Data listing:
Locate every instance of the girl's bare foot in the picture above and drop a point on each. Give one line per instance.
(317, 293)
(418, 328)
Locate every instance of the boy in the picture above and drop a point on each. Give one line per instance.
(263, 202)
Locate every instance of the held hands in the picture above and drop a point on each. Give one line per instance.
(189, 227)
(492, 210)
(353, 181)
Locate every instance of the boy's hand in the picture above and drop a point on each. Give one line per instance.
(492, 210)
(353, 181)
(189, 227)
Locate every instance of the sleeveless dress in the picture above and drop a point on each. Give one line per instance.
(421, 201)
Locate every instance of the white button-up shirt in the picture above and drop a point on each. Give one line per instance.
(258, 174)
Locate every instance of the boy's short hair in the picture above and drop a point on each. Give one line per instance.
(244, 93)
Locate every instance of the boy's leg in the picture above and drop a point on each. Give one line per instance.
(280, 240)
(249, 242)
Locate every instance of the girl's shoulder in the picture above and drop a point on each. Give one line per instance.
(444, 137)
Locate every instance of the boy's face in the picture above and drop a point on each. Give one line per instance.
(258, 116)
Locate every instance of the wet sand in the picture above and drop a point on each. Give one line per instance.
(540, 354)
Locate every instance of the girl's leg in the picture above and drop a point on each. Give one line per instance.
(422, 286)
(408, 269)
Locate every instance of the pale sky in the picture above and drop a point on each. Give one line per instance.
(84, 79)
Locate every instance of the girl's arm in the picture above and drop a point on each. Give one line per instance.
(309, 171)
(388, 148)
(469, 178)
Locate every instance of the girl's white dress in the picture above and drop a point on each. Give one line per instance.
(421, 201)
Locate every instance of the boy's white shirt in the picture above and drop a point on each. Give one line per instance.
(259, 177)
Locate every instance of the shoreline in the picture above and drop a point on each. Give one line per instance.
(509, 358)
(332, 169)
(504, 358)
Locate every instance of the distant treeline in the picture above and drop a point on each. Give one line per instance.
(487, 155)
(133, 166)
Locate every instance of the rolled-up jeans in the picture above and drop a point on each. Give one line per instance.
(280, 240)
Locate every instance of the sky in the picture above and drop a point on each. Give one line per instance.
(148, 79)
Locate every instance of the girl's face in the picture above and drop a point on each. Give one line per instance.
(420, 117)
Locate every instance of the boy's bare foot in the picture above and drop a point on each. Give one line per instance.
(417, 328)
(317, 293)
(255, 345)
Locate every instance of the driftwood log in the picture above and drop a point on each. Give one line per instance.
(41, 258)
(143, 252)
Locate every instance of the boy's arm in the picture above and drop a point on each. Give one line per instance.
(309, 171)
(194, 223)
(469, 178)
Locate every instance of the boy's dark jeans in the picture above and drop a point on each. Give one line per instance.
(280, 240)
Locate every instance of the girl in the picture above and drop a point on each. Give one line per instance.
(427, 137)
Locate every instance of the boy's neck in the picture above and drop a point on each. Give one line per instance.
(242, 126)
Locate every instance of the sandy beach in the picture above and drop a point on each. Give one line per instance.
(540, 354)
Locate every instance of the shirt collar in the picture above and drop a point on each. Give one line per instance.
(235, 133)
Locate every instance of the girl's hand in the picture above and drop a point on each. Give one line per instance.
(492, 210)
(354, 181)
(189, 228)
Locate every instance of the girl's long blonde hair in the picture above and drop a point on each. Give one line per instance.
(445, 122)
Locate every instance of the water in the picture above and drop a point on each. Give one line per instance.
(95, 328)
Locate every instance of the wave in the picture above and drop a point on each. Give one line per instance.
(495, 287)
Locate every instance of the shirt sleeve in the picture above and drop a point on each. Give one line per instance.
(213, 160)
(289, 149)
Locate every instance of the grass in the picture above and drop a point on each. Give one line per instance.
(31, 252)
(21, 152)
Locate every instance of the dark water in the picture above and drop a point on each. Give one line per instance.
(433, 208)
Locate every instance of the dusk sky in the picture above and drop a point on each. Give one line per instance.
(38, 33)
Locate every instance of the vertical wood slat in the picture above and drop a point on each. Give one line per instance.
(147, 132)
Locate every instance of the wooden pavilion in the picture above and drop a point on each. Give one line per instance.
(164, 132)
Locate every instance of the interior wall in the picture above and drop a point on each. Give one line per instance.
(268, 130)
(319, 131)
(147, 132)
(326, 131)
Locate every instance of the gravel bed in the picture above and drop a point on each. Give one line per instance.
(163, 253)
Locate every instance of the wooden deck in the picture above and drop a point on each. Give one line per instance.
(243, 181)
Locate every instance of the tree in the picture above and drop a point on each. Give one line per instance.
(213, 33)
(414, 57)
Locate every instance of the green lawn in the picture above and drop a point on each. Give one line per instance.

TASK DETAILS:
Output all the records above line for line, without changing a single character.

EXERCISE ANSWER:
Locate every instance of the girl's bare foot in the picture above and drop a point on each. Give one line per instance.
(317, 293)
(418, 328)
Locate every instance of the boy in the picture above and drop a point on each. Give one line per instance.
(263, 202)
Locate every instance of the held hands in the picture above and drop a point on each. Give one line per instance.
(189, 227)
(492, 210)
(353, 181)
Locate every instance of the boy's hand in the picture above and drop a point on each. Give one line per instance.
(492, 210)
(353, 181)
(189, 227)
Locate every instance of the sleeveless dress in the picture above and drop a point on each. Give one line per instance.
(421, 201)
Locate every instance of the white button-up shirt in the picture above and drop a point on each. Give one line per instance.
(258, 174)
Locate every instance of the boy's short hair in the picture above and drop a point on each. Give one line per instance.
(244, 93)
Locate every instance of the boy's leg in the picture above and drop a point on each. Give one line per instance.
(280, 240)
(249, 242)
Locate every instance of the girl's shoulder in the picture above and drop a point on each. Give one line per instance.
(444, 137)
Locate every instance of the boy's face in the picture above and drop a point on each. Give one line per instance.
(258, 116)
Locate every instance of the wet sand in the picture above and drop a point on each. Give one line per instance.
(540, 354)
Locate every instance of the girl's leg in the picture above and drop a point on each. Give one line per instance.
(422, 286)
(408, 269)
Locate every instance of the pale sky in the picture above and drop a point on each. Give one line per instance.
(84, 79)
Locate every instance of the girl's arm in the picture above and drop a point on each. Give one line per instance.
(309, 171)
(388, 148)
(469, 178)
Locate every instance of the girl's white dress in the picture above and drop a point on each. Give one line per instance.
(421, 201)
Locate every instance of the boy's white shirt in the picture above and drop a point on each. Give one line per instance.
(259, 177)
Locate every instance of the shoreline in the picture above and drop a point on each. Give one line per instance.
(509, 358)
(332, 169)
(504, 358)
Locate every instance of the distant treeline in the picture above and drop a point on each. Give one line per instance.
(487, 155)
(133, 166)
Locate every instance of the rolled-up jeans in the picture above and drop a point on each. Give one line per instance.
(280, 240)
Locate every instance of the sky in the picture above and drop a point on each. Give one line per instance.
(148, 79)
Locate every instance of the girl's face in the picture above and drop a point on each. Give one line per instance.
(420, 117)
Locate every instance of the boy's bare foot in the picture above and drop a point on each. Give one line per instance.
(417, 328)
(317, 293)
(255, 345)
Locate every instance of the driftwood log in the picture above and drop a point on each. Give one line per instance.
(41, 258)
(143, 252)
Locate every instance of the boy's arm in the picture above and drop a point on each. Give one line per instance.
(309, 171)
(194, 223)
(469, 178)
Locate every instance of the boy's dark jeans in the picture above and drop a point on each. Give one line per instance.
(280, 240)
Locate every instance of the girl in the picture above and drop a point on each. Give one line per instance.
(427, 137)
Locate every instance of the boy's neck in the picture above and drop a point on each. Give one line per instance.
(242, 126)
Locate every instance of the sandy beach in the picture above and drop a point on each. Give one line per instance.
(540, 354)
Locate every instance of the shirt collar in the picture above and drop a point on each. Give one line per instance.
(235, 133)
Locate every instance of the girl's hand in the picture above and drop a point on each. Give one line per instance.
(492, 210)
(354, 181)
(189, 228)
Locate every instance of the girl's long blonde hair in the picture above and drop a point on each. Give one line per instance.
(445, 122)
Locate every instance of the water in the picture above and drop a point on each. Give one line per instance.
(95, 328)
Locate every instance of the wave in the picture above and drop a point on each. Give one line per instance.
(495, 287)
Locate every instance of the shirt sleeve in the picture above and drop a point on each. Give one line per instance.
(213, 160)
(289, 149)
Locate every instance of the grass in the picture above and drop a point on each. Give one line per instance.
(31, 252)
(21, 152)
Locate every instance of the dark water in the picture above and drop a point on each. Give one line per instance.
(433, 208)
Locate every instance of the dusk sky in the picture above and drop a point on each. Give one line per instance.
(38, 33)
Locate every instance of the vertical wood slat in the picture above and drop a point on each. Give one line per instance.
(147, 132)
Locate every instance of the wooden pavilion in the picture above and drop a point on each. Give one line per instance.
(164, 132)
Locate every instance of the interior wall in the picture above and drop a point on each. Give one line per instance.
(268, 130)
(319, 131)
(147, 132)
(326, 131)
Locate every instance of the gravel bed in the picture above and drop a point on each. Give one line per instance.
(163, 253)
Locate every instance of the wooden deck in the picture above and drop a point on each. Give one line per instance.
(243, 181)
Locate every instance of the tree in the picture above and drop a point on each. Give one line per instance.
(213, 33)
(414, 57)
Locate every instance of the green lawn in the picture above and drop a point on each. Give one line per instance.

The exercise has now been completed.